• _Problem description_
Both the line with "[locate] fence (a" and the line with "[locate] horse's head" in the records below must appear in the output, along with every line between them, exactly and with nothing added.

[Natural language region descriptions]
⁂
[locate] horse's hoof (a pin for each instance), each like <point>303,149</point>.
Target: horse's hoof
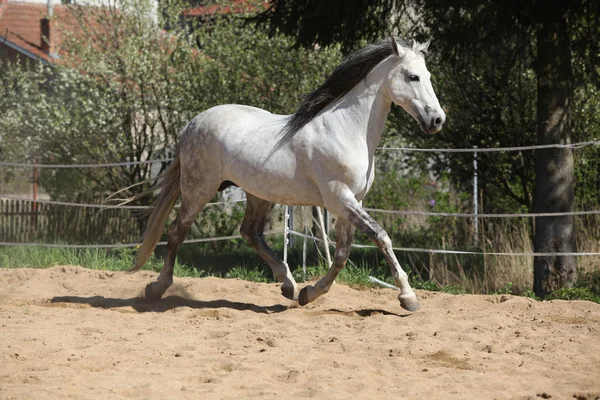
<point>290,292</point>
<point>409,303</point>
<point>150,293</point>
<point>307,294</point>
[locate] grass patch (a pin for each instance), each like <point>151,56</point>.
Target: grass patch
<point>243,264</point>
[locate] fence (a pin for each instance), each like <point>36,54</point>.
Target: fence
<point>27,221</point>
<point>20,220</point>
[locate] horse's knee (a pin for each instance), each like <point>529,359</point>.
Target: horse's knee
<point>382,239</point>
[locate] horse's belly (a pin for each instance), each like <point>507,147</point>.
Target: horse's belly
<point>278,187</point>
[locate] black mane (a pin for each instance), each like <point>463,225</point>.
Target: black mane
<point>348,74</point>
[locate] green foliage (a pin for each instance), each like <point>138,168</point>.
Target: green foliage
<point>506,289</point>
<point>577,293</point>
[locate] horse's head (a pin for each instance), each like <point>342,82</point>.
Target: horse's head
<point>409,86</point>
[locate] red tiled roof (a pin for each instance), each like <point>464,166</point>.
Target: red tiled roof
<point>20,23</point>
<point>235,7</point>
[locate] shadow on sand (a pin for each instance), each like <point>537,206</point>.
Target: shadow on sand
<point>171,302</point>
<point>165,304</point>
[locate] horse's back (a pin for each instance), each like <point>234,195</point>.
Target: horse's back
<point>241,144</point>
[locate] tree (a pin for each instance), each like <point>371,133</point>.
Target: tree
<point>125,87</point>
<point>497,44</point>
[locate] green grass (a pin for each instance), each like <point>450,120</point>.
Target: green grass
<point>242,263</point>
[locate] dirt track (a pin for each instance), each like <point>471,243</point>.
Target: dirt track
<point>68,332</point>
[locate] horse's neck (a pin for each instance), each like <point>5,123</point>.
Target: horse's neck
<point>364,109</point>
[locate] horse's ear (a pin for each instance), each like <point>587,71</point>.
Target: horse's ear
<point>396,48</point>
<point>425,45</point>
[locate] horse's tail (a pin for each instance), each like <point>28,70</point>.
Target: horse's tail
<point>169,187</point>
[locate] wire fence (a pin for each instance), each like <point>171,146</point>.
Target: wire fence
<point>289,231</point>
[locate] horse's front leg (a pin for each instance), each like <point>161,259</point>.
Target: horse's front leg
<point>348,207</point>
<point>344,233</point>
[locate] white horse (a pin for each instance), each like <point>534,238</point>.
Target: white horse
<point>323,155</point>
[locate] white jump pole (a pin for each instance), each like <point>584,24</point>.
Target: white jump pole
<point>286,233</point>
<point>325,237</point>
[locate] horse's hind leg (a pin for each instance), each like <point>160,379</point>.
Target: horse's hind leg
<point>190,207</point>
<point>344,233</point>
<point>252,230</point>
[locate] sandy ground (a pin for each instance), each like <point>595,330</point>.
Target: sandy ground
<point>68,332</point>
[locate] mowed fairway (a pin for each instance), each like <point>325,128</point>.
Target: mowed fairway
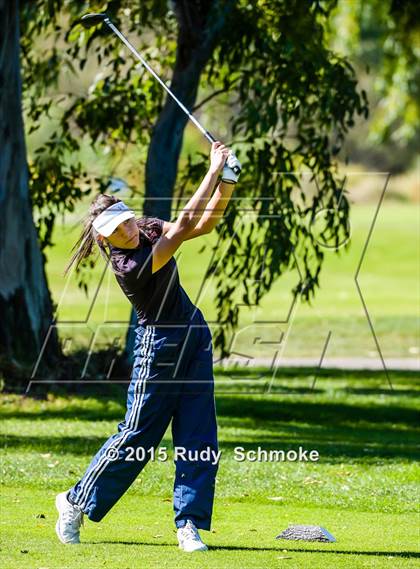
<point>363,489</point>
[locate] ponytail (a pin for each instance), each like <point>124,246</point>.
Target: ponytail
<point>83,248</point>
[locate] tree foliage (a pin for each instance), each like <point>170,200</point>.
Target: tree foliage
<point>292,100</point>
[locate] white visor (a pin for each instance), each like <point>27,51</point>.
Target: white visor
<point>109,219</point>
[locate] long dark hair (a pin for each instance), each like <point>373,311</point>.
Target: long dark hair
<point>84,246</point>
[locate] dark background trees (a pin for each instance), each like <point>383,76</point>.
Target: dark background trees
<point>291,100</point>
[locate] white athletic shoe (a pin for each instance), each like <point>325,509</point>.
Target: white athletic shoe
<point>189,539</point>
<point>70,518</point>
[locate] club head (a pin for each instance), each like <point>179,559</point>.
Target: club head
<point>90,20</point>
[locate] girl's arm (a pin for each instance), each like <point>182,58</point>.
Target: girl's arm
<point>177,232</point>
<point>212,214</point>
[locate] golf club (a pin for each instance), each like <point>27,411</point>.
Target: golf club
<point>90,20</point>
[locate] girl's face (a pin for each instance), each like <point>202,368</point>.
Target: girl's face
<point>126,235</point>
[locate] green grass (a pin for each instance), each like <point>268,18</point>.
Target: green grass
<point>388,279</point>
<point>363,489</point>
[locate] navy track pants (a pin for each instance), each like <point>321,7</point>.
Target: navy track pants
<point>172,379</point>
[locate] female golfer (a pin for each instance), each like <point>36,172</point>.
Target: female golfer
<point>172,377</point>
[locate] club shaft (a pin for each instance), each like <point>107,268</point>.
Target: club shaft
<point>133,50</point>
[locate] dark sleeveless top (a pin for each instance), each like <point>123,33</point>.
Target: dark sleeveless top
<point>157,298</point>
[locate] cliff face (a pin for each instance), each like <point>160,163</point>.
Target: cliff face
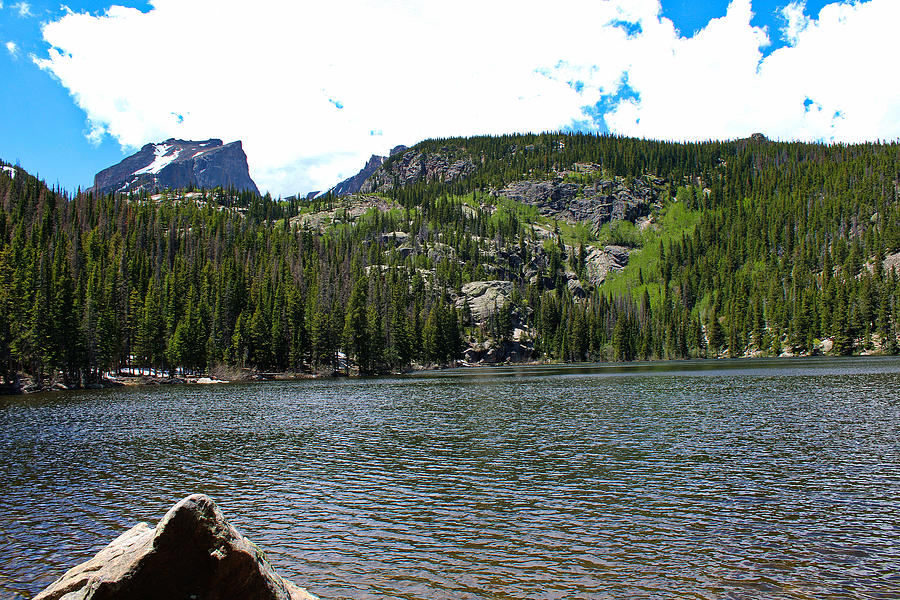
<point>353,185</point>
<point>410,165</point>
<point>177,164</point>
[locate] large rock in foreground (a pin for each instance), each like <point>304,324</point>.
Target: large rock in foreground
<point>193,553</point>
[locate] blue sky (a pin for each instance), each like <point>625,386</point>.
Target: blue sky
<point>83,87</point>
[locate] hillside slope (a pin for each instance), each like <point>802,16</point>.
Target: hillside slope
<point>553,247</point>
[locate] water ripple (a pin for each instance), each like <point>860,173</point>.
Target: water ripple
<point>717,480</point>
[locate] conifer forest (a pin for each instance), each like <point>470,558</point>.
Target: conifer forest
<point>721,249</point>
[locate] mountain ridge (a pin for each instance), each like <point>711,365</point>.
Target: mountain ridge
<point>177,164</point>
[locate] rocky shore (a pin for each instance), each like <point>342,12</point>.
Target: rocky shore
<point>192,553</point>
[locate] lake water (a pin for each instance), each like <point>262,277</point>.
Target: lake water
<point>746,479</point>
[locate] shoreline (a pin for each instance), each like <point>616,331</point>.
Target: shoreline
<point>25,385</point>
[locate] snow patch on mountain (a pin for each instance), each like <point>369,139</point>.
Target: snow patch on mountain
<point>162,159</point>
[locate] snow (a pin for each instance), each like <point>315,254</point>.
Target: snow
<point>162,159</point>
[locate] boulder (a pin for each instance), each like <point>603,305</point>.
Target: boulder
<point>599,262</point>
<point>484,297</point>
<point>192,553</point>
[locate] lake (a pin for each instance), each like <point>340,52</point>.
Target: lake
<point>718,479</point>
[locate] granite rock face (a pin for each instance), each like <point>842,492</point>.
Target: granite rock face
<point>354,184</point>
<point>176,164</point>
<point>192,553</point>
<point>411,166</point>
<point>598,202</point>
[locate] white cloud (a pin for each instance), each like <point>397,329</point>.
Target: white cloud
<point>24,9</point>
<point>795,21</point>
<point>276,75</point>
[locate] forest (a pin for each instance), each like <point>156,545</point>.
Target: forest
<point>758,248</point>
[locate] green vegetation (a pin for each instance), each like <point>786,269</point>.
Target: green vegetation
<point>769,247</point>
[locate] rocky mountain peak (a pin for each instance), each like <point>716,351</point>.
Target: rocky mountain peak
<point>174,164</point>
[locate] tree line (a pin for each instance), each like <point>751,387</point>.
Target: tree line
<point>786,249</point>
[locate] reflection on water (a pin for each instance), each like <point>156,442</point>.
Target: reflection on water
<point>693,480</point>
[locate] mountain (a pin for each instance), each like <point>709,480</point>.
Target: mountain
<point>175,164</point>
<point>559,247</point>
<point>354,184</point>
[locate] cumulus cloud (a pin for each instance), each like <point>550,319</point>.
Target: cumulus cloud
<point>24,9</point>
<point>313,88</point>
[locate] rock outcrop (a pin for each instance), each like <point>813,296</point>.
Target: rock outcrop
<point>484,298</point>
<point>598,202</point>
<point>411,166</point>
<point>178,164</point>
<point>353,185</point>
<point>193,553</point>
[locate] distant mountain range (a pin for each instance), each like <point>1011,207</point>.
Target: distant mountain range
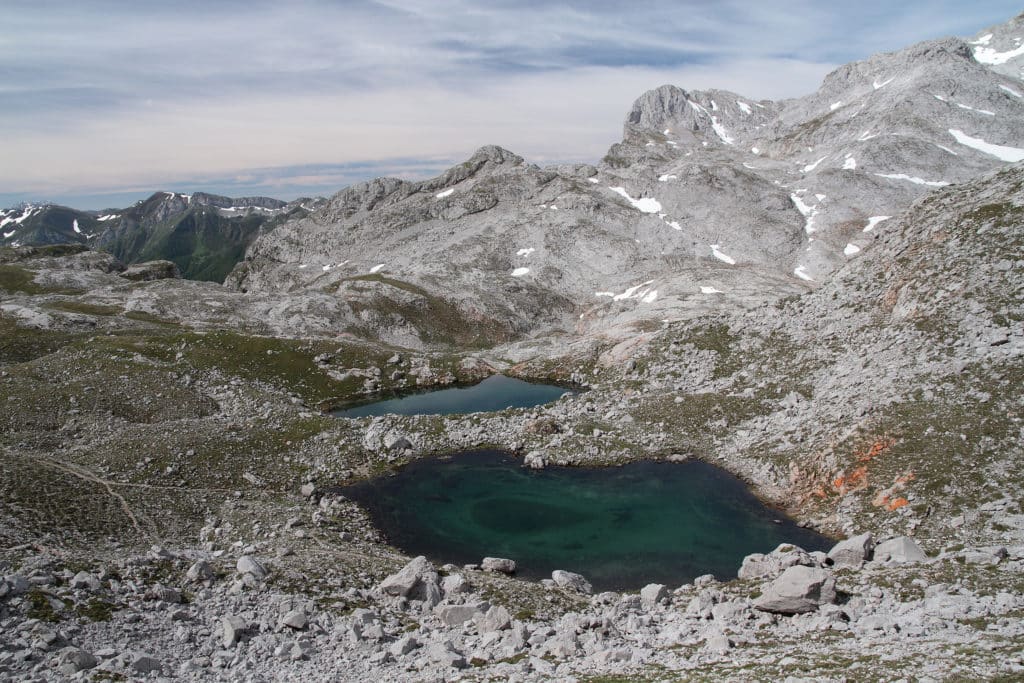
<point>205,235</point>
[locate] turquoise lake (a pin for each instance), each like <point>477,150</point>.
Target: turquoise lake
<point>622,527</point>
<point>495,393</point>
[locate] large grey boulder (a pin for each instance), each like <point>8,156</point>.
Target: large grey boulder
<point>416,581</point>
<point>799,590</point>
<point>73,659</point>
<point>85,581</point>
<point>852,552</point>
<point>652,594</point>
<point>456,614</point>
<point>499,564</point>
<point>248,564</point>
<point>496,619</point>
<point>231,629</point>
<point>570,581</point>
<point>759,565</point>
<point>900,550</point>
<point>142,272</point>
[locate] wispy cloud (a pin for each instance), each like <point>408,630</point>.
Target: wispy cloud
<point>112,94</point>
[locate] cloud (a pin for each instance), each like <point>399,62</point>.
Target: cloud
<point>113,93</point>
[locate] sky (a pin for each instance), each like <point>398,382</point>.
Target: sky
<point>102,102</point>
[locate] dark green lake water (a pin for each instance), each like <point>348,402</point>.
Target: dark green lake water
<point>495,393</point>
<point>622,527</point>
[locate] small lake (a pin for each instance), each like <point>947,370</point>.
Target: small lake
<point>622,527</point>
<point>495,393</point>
⁂
• _Response below_
[locate] fence (a pin for each instance), each like <point>36,54</point>.
Target: fence
<point>27,221</point>
<point>20,220</point>
[locate] horse's knee (a pin for each instance), each like <point>529,359</point>.
Target: horse's knee
<point>382,239</point>
[locate] horse's belly (a pin for each instance), each like <point>507,147</point>.
Target: horse's belly
<point>278,187</point>
[locate] black mane (a pin for each instance), each like <point>463,225</point>.
Target: black mane
<point>348,74</point>
[locate] green foliage (a pin for each instance), each like <point>138,168</point>.
Target: green foliage
<point>506,289</point>
<point>577,293</point>
[locate] horse's head (a pin for each instance), each like <point>342,82</point>.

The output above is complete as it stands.